[Part of a data file]
━━━

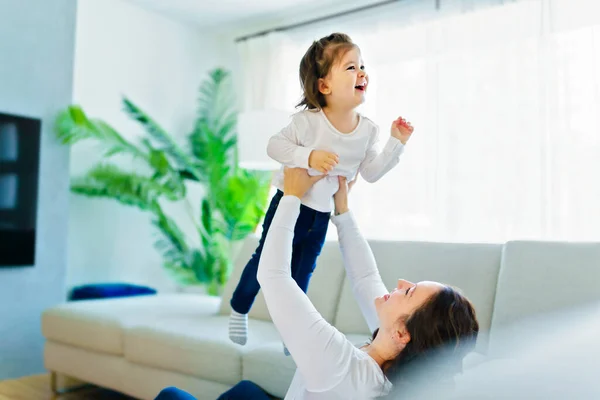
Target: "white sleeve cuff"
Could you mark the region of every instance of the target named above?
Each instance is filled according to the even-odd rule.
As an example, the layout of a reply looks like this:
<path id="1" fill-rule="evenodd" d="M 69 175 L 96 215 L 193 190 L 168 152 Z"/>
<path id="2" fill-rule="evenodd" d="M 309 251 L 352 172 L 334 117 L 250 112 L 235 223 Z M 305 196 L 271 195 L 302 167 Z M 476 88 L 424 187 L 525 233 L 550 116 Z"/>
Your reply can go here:
<path id="1" fill-rule="evenodd" d="M 340 215 L 331 215 L 331 222 L 340 229 L 341 227 L 349 224 L 354 224 L 354 215 L 351 210 L 346 211 Z"/>
<path id="2" fill-rule="evenodd" d="M 397 153 L 397 155 L 400 155 L 403 151 L 404 145 L 402 144 L 400 139 L 396 139 L 393 136 L 390 136 L 387 143 L 385 144 L 385 147 L 383 148 L 383 152 L 388 154 Z"/>
<path id="3" fill-rule="evenodd" d="M 294 166 L 308 169 L 308 158 L 312 151 L 313 149 L 310 147 L 298 146 L 296 150 L 294 150 Z"/>

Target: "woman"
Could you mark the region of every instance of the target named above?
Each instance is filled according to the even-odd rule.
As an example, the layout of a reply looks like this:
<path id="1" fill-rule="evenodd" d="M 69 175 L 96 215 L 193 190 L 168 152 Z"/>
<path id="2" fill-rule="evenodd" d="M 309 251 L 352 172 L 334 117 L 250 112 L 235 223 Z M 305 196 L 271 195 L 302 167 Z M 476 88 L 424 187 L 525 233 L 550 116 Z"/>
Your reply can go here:
<path id="1" fill-rule="evenodd" d="M 286 169 L 284 196 L 271 222 L 258 267 L 258 281 L 269 313 L 297 365 L 285 400 L 385 396 L 392 383 L 406 387 L 416 377 L 412 372 L 436 359 L 442 350 L 449 356 L 444 358 L 444 365 L 451 360 L 451 370 L 442 369 L 437 378 L 460 370 L 462 358 L 472 349 L 479 331 L 473 306 L 460 293 L 437 282 L 399 280 L 397 287 L 388 292 L 371 249 L 348 209 L 349 185 L 344 178 L 340 178 L 340 189 L 334 196 L 332 221 L 338 229 L 354 296 L 374 332 L 371 342 L 356 348 L 323 319 L 294 282 L 290 261 L 300 198 L 320 178 L 310 177 L 304 169 Z M 157 399 L 190 398 L 186 395 L 168 388 Z M 258 386 L 243 381 L 219 399 L 270 397 Z"/>

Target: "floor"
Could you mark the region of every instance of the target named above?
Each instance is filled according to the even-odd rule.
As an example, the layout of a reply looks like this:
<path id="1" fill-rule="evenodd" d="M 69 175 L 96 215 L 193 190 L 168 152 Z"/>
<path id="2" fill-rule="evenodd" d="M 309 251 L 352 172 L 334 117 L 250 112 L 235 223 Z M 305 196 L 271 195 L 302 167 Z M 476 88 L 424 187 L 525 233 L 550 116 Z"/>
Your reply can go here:
<path id="1" fill-rule="evenodd" d="M 50 390 L 50 375 L 34 375 L 0 381 L 0 400 L 135 400 L 109 390 L 90 386 L 55 396 Z"/>

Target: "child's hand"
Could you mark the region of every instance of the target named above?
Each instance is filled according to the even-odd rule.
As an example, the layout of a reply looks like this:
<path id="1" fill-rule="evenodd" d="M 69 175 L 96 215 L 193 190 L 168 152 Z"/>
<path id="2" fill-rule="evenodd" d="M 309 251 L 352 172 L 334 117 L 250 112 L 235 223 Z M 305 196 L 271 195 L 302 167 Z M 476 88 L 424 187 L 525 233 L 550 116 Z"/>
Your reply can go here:
<path id="1" fill-rule="evenodd" d="M 415 128 L 407 122 L 404 118 L 398 117 L 397 120 L 392 122 L 392 130 L 391 134 L 393 137 L 398 139 L 402 144 L 406 144 L 408 139 L 410 139 L 410 135 L 412 135 Z"/>
<path id="2" fill-rule="evenodd" d="M 308 166 L 319 172 L 327 173 L 340 162 L 337 154 L 323 150 L 313 150 L 308 156 Z"/>

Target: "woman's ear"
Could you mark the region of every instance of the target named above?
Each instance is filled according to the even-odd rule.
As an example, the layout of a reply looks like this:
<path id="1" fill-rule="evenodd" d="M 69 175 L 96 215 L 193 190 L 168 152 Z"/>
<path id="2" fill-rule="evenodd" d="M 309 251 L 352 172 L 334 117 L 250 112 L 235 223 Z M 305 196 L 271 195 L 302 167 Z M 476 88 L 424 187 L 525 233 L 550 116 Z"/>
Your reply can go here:
<path id="1" fill-rule="evenodd" d="M 331 93 L 331 87 L 329 86 L 329 82 L 325 78 L 319 78 L 319 92 L 324 95 L 328 95 Z"/>
<path id="2" fill-rule="evenodd" d="M 406 326 L 404 324 L 402 324 L 402 326 L 396 330 L 395 341 L 397 341 L 402 348 L 406 347 L 406 345 L 410 342 L 410 333 L 406 330 Z"/>

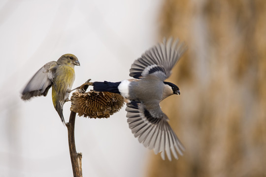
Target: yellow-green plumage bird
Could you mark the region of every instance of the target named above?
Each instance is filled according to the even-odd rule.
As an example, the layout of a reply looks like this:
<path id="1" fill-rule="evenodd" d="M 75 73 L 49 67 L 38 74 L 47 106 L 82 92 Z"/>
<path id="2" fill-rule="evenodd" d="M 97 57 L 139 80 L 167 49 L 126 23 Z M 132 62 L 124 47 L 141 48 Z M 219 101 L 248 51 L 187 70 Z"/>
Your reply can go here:
<path id="1" fill-rule="evenodd" d="M 72 54 L 64 55 L 57 61 L 47 63 L 29 82 L 22 91 L 21 98 L 26 100 L 33 96 L 45 96 L 52 87 L 54 106 L 65 125 L 63 107 L 68 100 L 75 80 L 75 65 L 79 66 L 80 63 L 76 57 Z"/>

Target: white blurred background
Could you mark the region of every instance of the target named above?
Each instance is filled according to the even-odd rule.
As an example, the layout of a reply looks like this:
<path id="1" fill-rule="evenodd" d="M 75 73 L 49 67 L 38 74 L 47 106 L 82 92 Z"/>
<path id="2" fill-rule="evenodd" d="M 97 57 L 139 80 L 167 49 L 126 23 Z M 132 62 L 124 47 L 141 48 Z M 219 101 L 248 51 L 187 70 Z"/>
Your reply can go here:
<path id="1" fill-rule="evenodd" d="M 158 42 L 160 0 L 0 1 L 0 177 L 71 177 L 67 130 L 46 97 L 24 102 L 24 87 L 45 63 L 73 54 L 73 88 L 88 79 L 129 78 L 133 60 Z M 64 114 L 68 121 L 70 103 Z M 153 152 L 128 128 L 125 107 L 108 119 L 77 117 L 84 177 L 145 176 Z"/>

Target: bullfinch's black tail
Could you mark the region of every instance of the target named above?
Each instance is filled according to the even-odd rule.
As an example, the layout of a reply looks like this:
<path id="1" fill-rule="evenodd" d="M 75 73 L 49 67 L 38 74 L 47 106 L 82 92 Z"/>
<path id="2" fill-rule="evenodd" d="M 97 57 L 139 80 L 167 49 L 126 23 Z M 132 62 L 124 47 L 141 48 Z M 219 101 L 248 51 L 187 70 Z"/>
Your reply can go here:
<path id="1" fill-rule="evenodd" d="M 112 83 L 110 82 L 95 82 L 93 83 L 93 89 L 97 91 L 108 91 L 120 94 L 118 86 L 121 82 Z"/>

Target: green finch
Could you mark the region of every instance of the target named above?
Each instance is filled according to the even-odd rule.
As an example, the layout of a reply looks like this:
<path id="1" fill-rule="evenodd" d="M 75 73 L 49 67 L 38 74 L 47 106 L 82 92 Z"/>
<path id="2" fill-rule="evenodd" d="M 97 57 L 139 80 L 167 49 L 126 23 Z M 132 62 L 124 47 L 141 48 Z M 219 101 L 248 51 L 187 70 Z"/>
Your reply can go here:
<path id="1" fill-rule="evenodd" d="M 28 100 L 33 96 L 46 96 L 52 87 L 53 103 L 64 125 L 63 107 L 69 100 L 72 85 L 75 80 L 74 66 L 80 65 L 78 59 L 72 54 L 63 55 L 57 61 L 52 61 L 42 66 L 29 82 L 22 91 L 21 98 Z"/>

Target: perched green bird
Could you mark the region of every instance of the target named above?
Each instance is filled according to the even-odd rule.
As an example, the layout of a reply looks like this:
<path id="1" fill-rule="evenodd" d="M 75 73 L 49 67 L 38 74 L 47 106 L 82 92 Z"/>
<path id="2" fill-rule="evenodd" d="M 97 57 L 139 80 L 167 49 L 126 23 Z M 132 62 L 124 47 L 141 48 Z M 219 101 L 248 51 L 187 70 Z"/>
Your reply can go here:
<path id="1" fill-rule="evenodd" d="M 22 91 L 21 98 L 26 100 L 33 96 L 46 96 L 52 87 L 54 106 L 65 125 L 63 107 L 69 100 L 68 96 L 75 80 L 75 65 L 79 66 L 80 63 L 72 54 L 64 55 L 57 61 L 47 63 L 30 80 Z"/>

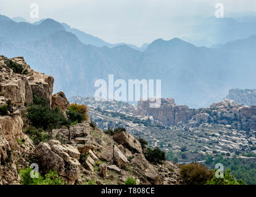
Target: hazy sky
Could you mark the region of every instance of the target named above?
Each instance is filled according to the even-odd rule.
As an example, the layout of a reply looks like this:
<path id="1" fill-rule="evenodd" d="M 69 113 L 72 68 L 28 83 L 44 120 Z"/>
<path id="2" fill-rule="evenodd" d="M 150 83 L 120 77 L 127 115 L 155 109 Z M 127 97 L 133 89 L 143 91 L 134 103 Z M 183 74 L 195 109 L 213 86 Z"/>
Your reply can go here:
<path id="1" fill-rule="evenodd" d="M 159 38 L 170 39 L 177 36 L 178 28 L 183 23 L 194 20 L 192 17 L 214 15 L 217 3 L 223 4 L 225 15 L 228 16 L 230 13 L 254 14 L 255 1 L 0 0 L 0 14 L 10 18 L 22 17 L 30 22 L 51 18 L 111 43 L 140 46 Z M 30 17 L 32 3 L 39 5 L 39 17 L 36 20 Z"/>

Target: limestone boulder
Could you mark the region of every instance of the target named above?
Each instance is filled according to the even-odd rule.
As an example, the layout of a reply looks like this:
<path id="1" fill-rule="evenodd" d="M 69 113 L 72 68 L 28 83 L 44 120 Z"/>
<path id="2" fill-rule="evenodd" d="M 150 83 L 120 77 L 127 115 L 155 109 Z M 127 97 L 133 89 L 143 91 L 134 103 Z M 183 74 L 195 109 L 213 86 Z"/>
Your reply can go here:
<path id="1" fill-rule="evenodd" d="M 107 177 L 107 165 L 106 164 L 102 164 L 101 166 L 99 166 L 99 175 L 104 177 Z"/>
<path id="2" fill-rule="evenodd" d="M 144 171 L 147 168 L 149 167 L 149 164 L 142 154 L 139 154 L 135 158 L 131 159 L 131 164 L 139 168 L 142 171 Z"/>
<path id="3" fill-rule="evenodd" d="M 54 109 L 59 107 L 63 111 L 65 111 L 69 105 L 69 102 L 64 92 L 59 92 L 52 96 L 52 108 Z"/>
<path id="4" fill-rule="evenodd" d="M 104 148 L 101 154 L 102 159 L 115 164 L 119 168 L 127 166 L 129 161 L 115 145 Z"/>
<path id="5" fill-rule="evenodd" d="M 159 174 L 152 167 L 149 167 L 145 170 L 145 175 L 153 185 L 162 185 L 162 182 Z"/>
<path id="6" fill-rule="evenodd" d="M 125 131 L 117 132 L 113 135 L 113 139 L 122 144 L 124 148 L 130 150 L 133 153 L 142 153 L 142 149 L 139 142 Z"/>
<path id="7" fill-rule="evenodd" d="M 49 141 L 49 143 L 40 142 L 34 153 L 44 173 L 55 169 L 69 184 L 74 184 L 79 176 L 81 165 L 78 160 L 80 153 L 76 148 L 54 140 Z"/>

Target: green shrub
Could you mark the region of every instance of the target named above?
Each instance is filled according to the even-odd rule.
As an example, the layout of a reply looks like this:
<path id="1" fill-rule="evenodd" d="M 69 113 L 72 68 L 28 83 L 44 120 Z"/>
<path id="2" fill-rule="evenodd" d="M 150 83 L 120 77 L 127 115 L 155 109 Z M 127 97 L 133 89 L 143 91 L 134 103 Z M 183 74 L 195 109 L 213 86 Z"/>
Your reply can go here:
<path id="1" fill-rule="evenodd" d="M 0 107 L 0 115 L 6 116 L 8 115 L 8 106 L 7 105 L 4 105 Z"/>
<path id="2" fill-rule="evenodd" d="M 137 185 L 135 179 L 133 179 L 130 177 L 128 177 L 125 182 L 125 185 Z"/>
<path id="3" fill-rule="evenodd" d="M 19 175 L 20 177 L 20 183 L 22 185 L 64 185 L 62 178 L 59 177 L 56 171 L 50 171 L 48 174 L 45 175 L 45 178 L 42 177 L 39 172 L 38 173 L 38 178 L 31 178 L 30 172 L 32 169 L 28 167 L 25 169 L 21 169 Z"/>
<path id="4" fill-rule="evenodd" d="M 180 174 L 184 183 L 188 185 L 204 185 L 213 175 L 212 171 L 196 163 L 182 165 Z"/>
<path id="5" fill-rule="evenodd" d="M 97 183 L 95 182 L 94 180 L 91 179 L 88 182 L 85 182 L 83 183 L 84 185 L 97 185 Z"/>
<path id="6" fill-rule="evenodd" d="M 89 119 L 89 115 L 87 114 L 88 110 L 85 105 L 72 103 L 68 107 L 67 115 L 72 122 L 78 121 L 78 123 Z"/>
<path id="7" fill-rule="evenodd" d="M 149 142 L 142 139 L 142 138 L 139 139 L 139 142 L 141 144 L 141 148 L 142 148 L 142 153 L 144 153 L 144 150 L 146 148 L 147 148 L 147 145 L 149 144 Z"/>
<path id="8" fill-rule="evenodd" d="M 214 171 L 216 172 L 215 169 Z M 217 178 L 214 175 L 212 180 L 208 180 L 205 185 L 246 185 L 242 180 L 236 180 L 234 175 L 230 175 L 230 169 L 224 172 L 223 178 Z"/>
<path id="9" fill-rule="evenodd" d="M 154 149 L 147 148 L 144 155 L 147 161 L 154 164 L 162 163 L 162 161 L 166 160 L 165 153 L 158 147 Z"/>

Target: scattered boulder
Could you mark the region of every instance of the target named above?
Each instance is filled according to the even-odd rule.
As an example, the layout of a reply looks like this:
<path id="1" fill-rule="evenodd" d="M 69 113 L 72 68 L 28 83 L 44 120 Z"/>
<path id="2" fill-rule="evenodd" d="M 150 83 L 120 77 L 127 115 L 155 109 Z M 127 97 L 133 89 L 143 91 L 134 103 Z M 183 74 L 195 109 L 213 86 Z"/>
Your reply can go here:
<path id="1" fill-rule="evenodd" d="M 59 107 L 63 111 L 69 107 L 69 102 L 67 99 L 64 92 L 59 92 L 52 96 L 52 108 Z"/>
<path id="2" fill-rule="evenodd" d="M 131 164 L 144 171 L 149 167 L 149 164 L 142 154 L 139 154 L 131 160 Z"/>
<path id="3" fill-rule="evenodd" d="M 99 166 L 99 175 L 104 177 L 107 178 L 107 165 L 106 164 L 102 164 L 101 166 Z"/>
<path id="4" fill-rule="evenodd" d="M 74 184 L 78 177 L 80 166 L 78 160 L 79 152 L 75 148 L 52 140 L 49 143 L 40 142 L 34 153 L 44 173 L 55 169 L 60 176 L 67 179 L 69 184 Z"/>
<path id="5" fill-rule="evenodd" d="M 162 185 L 162 182 L 159 174 L 152 168 L 149 167 L 145 170 L 145 175 L 153 185 Z"/>
<path id="6" fill-rule="evenodd" d="M 113 135 L 113 139 L 128 148 L 133 153 L 142 153 L 142 149 L 139 142 L 131 135 L 125 131 L 120 131 Z"/>

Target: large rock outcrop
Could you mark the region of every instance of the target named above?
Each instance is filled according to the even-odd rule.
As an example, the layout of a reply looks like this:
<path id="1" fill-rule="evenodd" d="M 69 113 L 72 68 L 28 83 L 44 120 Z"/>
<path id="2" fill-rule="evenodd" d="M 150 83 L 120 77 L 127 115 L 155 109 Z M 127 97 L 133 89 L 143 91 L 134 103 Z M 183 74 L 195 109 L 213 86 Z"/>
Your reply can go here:
<path id="1" fill-rule="evenodd" d="M 232 89 L 226 98 L 241 105 L 256 105 L 256 89 Z"/>
<path id="2" fill-rule="evenodd" d="M 124 148 L 130 150 L 132 153 L 142 153 L 142 149 L 139 142 L 125 131 L 117 132 L 113 135 L 114 140 L 122 144 Z"/>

━━━

• WHAT YOU HAVE TO DO: Could you reproduce the rows from the very start through the line containing "397 153 L 397", both ends included, scaling every coordinate in the answer paths by 1.1 and rounding to whole numbers with halves going up? Keep the requests and their sample paths as they are, and leave the pictures out.

• SOLUTION FOR THIS TASK:
Target: "white sleeve cuff"
Could you mark the region of every instance of the target named above?
Each instance is filled according to the even-odd rule.
As an example, the layout of a reply looks like this:
<path id="1" fill-rule="evenodd" d="M 69 175 L 96 215 L 193 190 L 168 152 Z"/>
<path id="2" fill-rule="evenodd" d="M 309 251 L 352 172 L 334 117 L 250 112 L 235 223 Z M 305 196 L 271 195 L 302 167 Z M 476 88 L 424 187 L 525 233 L 550 116 Z"/>
Your reply can go here:
<path id="1" fill-rule="evenodd" d="M 374 237 L 364 237 L 364 244 L 374 252 L 375 250 L 384 246 L 389 246 L 389 237 L 386 231 L 381 232 Z"/>
<path id="2" fill-rule="evenodd" d="M 437 168 L 437 171 L 440 171 L 443 166 L 444 160 L 442 158 L 440 153 L 436 153 L 432 150 L 429 150 L 426 157 L 424 158 L 424 162 L 421 163 L 421 167 L 427 169 Z"/>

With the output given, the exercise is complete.